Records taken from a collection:
-*-

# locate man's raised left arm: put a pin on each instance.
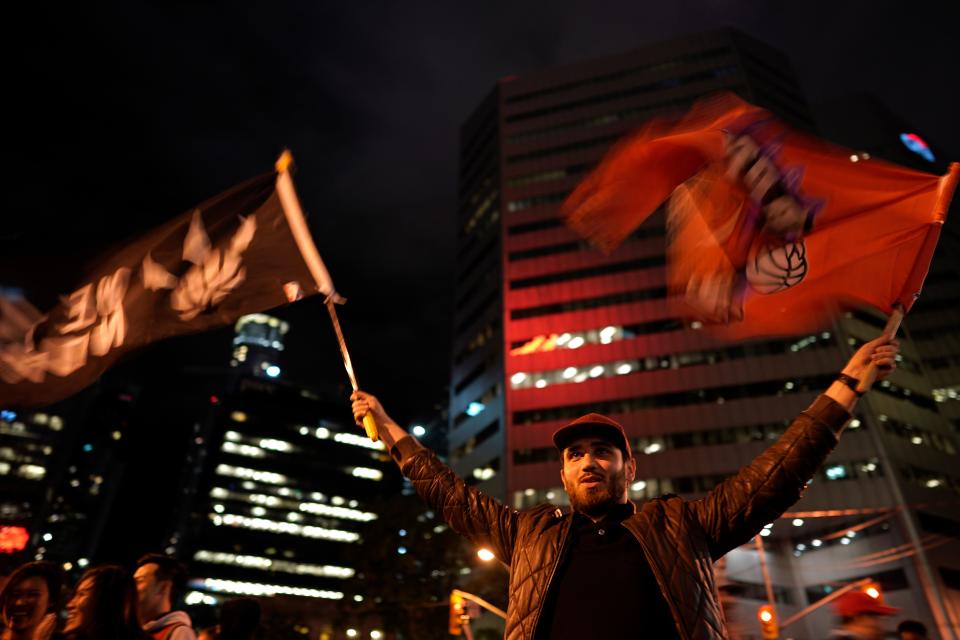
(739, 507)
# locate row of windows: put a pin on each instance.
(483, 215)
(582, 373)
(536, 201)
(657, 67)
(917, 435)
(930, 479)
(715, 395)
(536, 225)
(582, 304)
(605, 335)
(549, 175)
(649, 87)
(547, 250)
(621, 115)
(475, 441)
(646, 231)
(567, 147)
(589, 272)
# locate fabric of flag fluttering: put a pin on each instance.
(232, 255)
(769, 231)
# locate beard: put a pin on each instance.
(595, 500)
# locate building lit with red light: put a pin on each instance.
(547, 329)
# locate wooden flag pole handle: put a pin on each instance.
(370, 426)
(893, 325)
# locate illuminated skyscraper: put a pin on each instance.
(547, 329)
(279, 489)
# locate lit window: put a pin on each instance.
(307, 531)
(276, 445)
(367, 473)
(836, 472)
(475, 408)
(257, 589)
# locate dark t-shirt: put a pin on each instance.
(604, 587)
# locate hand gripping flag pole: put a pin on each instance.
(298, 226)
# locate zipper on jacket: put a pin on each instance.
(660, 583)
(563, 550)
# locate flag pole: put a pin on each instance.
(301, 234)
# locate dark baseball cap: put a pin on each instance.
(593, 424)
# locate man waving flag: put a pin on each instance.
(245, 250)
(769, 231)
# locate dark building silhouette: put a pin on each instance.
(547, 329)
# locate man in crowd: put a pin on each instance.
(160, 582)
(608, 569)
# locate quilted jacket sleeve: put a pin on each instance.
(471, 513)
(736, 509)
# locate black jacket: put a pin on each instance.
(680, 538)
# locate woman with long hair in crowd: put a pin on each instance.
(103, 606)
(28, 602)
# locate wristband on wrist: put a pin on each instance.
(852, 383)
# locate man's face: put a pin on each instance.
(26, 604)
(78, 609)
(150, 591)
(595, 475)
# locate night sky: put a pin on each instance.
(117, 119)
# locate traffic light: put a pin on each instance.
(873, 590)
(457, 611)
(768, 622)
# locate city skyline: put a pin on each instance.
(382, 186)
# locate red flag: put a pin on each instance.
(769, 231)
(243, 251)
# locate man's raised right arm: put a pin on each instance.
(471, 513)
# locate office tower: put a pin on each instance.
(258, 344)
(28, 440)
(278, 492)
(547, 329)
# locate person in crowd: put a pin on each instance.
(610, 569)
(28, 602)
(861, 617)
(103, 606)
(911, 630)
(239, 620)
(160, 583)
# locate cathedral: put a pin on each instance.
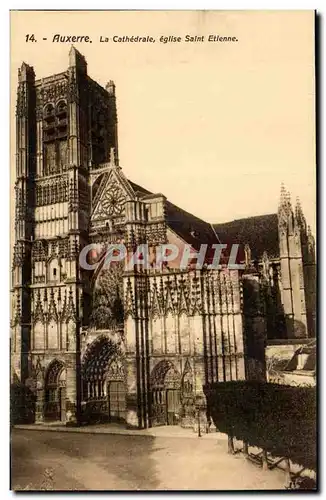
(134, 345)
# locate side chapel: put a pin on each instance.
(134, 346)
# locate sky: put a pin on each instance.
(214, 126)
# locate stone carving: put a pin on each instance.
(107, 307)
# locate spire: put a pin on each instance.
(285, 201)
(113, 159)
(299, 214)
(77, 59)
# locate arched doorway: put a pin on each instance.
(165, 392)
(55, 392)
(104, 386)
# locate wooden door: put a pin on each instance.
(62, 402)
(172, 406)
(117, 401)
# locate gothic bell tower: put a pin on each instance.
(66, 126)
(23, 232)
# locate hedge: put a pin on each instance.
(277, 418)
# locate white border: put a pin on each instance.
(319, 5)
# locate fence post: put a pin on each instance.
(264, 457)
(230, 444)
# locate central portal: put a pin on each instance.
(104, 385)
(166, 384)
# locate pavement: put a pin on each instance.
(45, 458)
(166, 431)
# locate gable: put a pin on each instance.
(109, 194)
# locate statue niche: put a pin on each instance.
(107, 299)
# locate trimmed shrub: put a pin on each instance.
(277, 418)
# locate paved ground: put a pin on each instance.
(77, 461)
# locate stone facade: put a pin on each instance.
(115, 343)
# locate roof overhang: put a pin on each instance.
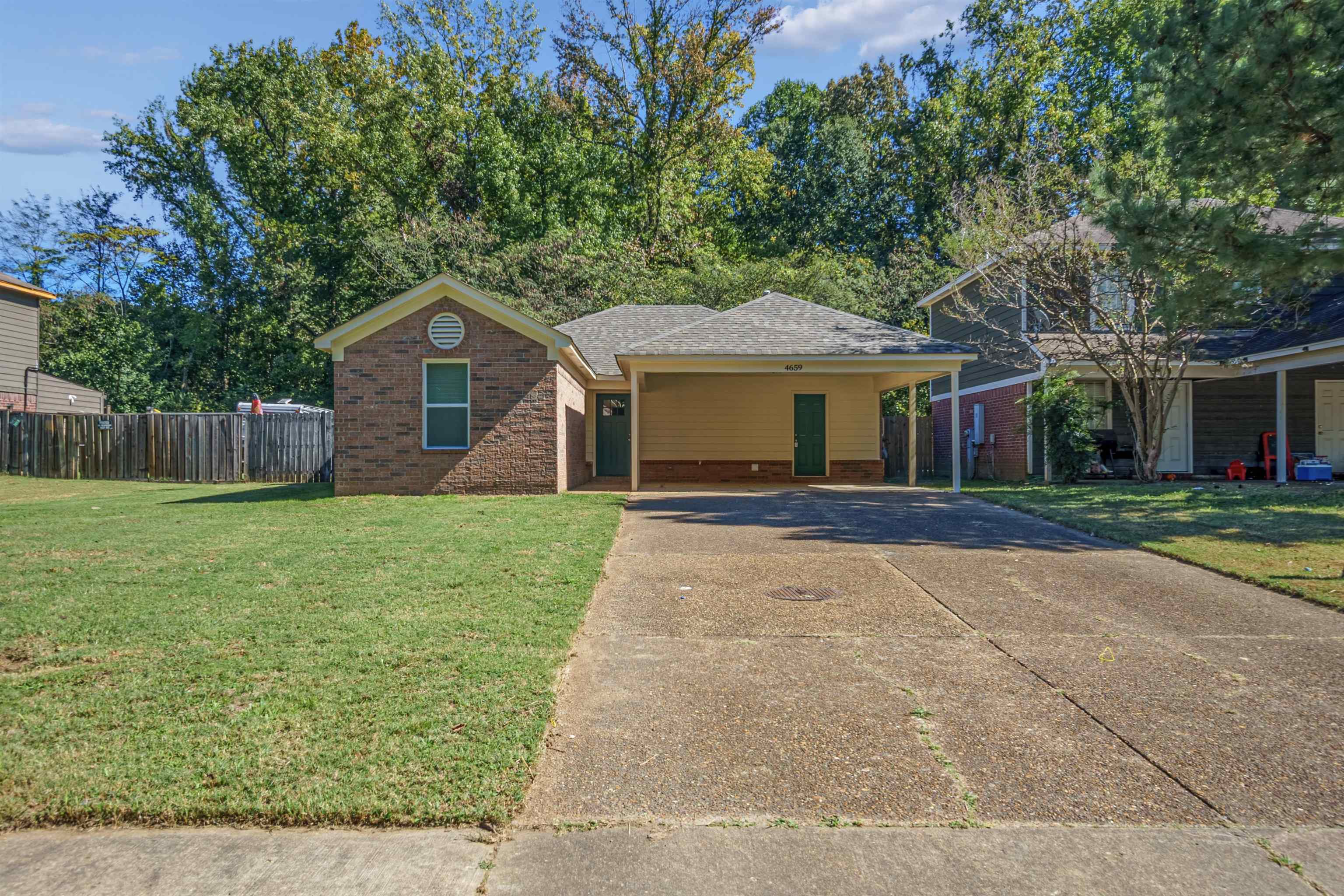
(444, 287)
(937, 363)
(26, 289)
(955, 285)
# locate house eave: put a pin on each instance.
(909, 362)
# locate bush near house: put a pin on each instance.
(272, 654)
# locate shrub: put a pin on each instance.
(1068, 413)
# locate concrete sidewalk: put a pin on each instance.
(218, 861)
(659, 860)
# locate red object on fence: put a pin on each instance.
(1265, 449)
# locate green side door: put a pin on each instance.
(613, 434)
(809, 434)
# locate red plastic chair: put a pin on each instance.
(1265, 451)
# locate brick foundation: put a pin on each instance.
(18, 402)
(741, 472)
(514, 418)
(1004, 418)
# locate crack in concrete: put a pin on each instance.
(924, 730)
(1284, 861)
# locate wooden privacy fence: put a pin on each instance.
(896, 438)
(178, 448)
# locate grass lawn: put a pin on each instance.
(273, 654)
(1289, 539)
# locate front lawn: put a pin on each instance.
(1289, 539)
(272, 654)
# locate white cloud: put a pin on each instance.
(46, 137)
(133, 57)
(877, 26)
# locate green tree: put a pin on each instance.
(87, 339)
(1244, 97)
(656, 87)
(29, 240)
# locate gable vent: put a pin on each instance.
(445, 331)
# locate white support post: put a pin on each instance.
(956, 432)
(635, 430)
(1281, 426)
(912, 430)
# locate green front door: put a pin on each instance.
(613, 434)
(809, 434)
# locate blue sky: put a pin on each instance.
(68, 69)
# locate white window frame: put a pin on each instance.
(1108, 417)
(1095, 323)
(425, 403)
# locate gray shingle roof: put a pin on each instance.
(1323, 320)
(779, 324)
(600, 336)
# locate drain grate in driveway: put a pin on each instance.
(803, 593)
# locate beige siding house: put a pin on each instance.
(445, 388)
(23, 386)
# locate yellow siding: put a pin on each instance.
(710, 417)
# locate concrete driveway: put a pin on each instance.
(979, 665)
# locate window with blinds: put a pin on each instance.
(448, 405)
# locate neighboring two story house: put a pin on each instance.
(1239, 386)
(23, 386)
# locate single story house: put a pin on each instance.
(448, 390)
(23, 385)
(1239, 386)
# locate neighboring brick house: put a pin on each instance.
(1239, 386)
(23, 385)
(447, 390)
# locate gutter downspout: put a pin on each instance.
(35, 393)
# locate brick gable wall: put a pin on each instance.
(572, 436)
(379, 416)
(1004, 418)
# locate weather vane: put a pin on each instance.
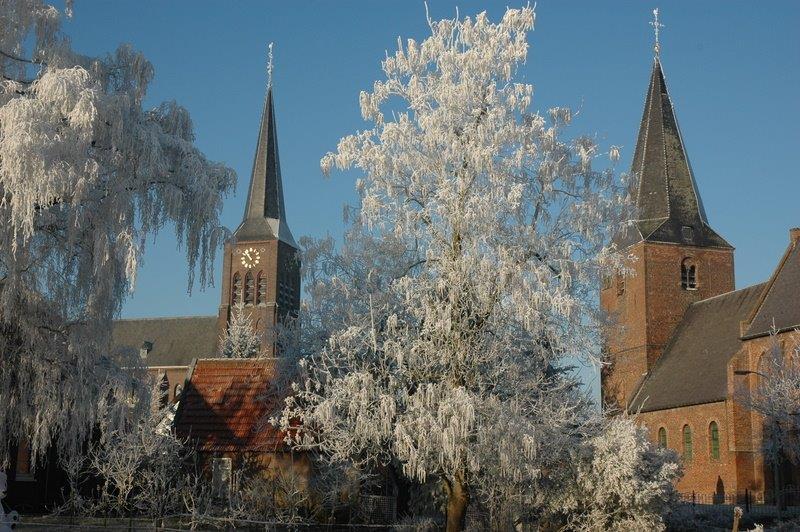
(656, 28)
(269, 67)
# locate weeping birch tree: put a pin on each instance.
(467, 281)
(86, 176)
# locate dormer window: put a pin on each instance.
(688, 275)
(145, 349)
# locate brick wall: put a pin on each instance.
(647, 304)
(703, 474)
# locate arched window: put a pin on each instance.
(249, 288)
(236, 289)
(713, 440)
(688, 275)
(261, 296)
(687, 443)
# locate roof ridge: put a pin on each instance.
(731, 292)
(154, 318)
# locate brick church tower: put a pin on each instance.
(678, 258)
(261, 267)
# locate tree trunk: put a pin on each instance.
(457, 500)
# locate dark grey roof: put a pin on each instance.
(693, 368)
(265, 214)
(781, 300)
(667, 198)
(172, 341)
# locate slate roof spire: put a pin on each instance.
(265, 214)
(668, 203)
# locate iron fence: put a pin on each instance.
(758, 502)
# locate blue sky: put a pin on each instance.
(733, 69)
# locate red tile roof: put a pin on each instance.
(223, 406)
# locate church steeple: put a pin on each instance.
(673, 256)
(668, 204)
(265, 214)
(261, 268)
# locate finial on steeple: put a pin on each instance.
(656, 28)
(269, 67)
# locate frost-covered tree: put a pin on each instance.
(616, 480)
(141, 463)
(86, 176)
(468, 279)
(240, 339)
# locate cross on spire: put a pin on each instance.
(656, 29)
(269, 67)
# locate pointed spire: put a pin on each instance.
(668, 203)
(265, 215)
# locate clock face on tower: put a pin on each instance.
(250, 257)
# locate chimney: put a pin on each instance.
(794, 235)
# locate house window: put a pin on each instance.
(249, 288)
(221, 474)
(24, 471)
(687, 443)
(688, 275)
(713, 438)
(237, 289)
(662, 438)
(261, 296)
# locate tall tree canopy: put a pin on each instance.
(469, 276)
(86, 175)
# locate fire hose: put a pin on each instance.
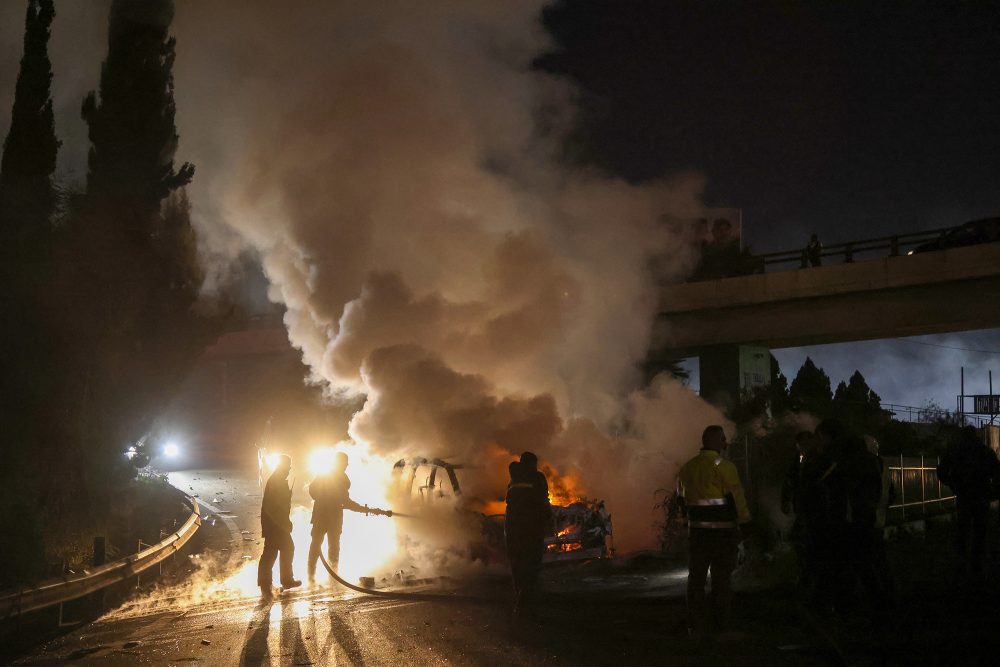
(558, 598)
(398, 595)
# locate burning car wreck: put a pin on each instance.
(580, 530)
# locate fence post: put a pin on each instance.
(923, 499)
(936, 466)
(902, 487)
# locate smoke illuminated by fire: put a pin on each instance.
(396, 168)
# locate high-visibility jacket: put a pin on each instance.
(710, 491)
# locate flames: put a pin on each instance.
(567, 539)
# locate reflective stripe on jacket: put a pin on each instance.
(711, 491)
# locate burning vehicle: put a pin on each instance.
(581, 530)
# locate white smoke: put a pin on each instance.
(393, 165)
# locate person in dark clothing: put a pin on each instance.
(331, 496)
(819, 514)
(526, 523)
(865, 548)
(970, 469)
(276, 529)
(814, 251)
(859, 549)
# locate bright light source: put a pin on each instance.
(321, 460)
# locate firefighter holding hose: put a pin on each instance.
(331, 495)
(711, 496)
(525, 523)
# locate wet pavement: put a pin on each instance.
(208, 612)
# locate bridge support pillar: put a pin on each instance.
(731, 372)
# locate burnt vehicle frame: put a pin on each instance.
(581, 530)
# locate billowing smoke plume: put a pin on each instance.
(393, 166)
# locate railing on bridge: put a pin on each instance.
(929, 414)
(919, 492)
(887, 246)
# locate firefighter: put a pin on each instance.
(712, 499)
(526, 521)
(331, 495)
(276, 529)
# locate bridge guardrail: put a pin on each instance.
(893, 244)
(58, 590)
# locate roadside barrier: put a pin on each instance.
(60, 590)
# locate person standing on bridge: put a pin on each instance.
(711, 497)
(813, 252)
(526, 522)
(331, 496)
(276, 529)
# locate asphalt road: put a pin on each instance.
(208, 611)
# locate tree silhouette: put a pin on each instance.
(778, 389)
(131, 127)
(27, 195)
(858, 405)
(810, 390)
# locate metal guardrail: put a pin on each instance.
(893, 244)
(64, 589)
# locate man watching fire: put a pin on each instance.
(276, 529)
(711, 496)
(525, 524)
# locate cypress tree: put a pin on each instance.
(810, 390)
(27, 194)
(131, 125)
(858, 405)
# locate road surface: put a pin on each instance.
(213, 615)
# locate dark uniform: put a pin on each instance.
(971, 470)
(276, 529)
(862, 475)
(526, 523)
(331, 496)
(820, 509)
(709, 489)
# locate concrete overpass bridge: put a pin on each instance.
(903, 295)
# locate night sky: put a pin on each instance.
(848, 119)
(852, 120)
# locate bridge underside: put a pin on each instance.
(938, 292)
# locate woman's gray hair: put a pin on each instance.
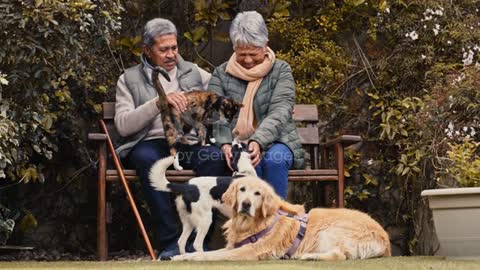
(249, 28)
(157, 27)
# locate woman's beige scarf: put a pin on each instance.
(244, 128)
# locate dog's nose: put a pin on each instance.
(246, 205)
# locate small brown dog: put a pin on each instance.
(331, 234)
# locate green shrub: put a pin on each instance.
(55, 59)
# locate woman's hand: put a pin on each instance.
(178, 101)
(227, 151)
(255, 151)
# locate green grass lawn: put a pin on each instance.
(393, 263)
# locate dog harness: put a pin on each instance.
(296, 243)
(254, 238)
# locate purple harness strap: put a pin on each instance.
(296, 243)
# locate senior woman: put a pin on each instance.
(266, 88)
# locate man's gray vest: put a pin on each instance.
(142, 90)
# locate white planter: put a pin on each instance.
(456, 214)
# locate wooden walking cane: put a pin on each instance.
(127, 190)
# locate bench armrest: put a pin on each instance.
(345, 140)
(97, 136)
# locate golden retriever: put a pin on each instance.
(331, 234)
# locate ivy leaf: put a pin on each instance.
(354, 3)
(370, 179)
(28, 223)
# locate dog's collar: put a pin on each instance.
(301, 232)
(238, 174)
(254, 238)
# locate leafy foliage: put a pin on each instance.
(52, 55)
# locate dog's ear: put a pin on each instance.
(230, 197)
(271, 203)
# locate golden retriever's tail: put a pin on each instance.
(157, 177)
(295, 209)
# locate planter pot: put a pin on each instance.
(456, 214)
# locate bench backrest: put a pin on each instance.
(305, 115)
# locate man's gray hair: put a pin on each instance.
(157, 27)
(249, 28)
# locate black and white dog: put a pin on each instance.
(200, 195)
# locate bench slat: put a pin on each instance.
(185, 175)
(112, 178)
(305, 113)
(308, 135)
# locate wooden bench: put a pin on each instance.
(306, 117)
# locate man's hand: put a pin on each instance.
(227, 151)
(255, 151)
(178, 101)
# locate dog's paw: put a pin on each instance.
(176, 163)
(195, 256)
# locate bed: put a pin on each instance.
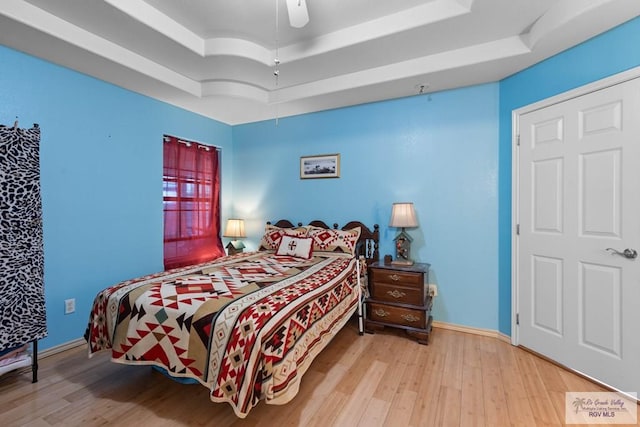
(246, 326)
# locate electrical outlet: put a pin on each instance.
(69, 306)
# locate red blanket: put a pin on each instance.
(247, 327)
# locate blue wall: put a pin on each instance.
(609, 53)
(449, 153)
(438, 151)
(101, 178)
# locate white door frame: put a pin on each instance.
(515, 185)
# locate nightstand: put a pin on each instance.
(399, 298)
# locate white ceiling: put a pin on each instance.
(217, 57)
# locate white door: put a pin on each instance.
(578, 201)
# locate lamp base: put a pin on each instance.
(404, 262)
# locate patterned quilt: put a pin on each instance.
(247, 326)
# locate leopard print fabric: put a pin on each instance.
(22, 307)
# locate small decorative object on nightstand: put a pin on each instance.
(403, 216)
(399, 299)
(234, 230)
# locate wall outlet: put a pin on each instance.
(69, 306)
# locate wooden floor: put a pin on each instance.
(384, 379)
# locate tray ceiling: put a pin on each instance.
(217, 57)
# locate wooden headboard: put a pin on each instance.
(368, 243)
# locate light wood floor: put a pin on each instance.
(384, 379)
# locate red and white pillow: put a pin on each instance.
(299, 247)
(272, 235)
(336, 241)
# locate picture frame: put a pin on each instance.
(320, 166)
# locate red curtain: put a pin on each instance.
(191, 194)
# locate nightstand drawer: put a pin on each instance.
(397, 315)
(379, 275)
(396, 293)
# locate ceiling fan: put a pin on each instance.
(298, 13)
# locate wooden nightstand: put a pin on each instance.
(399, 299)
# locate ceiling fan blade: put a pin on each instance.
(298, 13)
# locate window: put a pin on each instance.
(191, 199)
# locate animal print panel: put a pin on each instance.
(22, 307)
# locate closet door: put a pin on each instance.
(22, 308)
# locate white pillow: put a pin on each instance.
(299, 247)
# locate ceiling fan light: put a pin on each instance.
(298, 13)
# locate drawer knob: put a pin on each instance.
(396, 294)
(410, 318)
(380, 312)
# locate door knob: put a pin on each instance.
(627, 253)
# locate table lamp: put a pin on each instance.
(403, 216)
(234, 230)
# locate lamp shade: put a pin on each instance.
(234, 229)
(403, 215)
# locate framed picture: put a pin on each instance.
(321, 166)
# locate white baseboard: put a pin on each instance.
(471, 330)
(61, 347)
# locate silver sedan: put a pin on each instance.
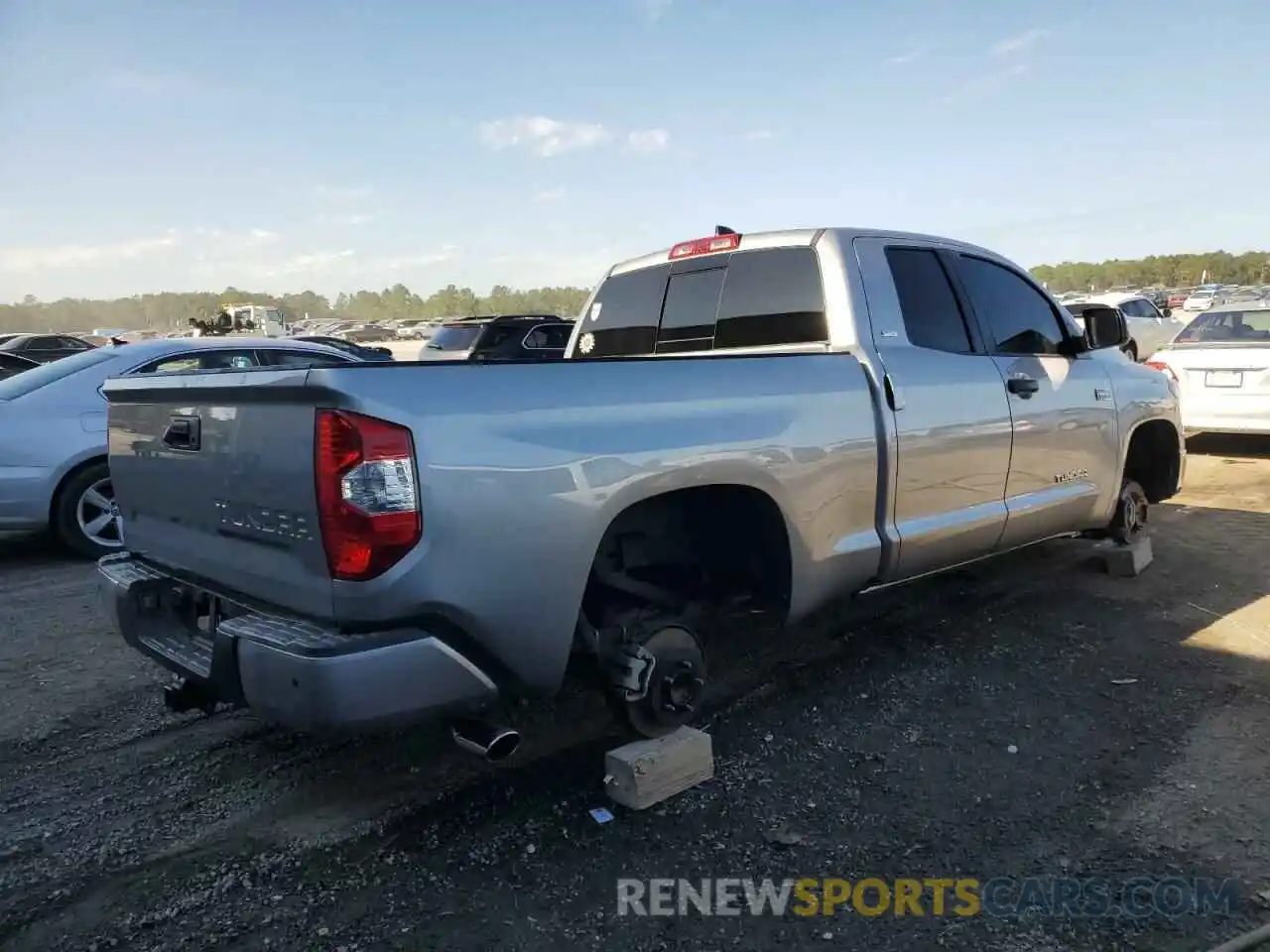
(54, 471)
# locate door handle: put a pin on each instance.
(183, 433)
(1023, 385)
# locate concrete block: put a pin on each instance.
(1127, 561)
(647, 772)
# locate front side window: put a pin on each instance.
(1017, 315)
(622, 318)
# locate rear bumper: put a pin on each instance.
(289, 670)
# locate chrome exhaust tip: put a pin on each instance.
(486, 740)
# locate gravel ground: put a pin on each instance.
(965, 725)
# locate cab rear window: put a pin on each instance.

-*-

**Given task**: Rewrite the lines from the one containing "# locate gravel" through the end of the records as a numbered list, leaving out any blank lines.

**Answer in full**:
1. # locate gravel ground: put a pin on each instance.
2. (965, 725)
3. # locate cab rear window: put a pin on each instance.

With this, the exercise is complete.